=== Written problem ===
Count the lines in the material below that contain the word "white". Reply with the number alone.

Stored entries:
⟨

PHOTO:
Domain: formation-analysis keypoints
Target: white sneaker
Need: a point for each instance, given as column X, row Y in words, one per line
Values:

⟩
⟨

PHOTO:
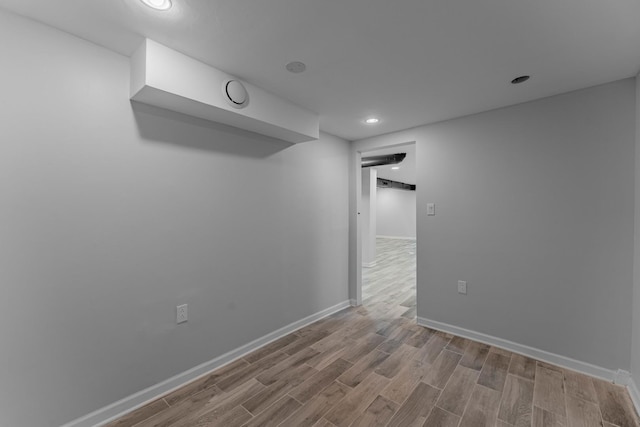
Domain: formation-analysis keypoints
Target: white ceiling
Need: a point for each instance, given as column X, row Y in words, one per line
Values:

⟩

=== Completed task ===
2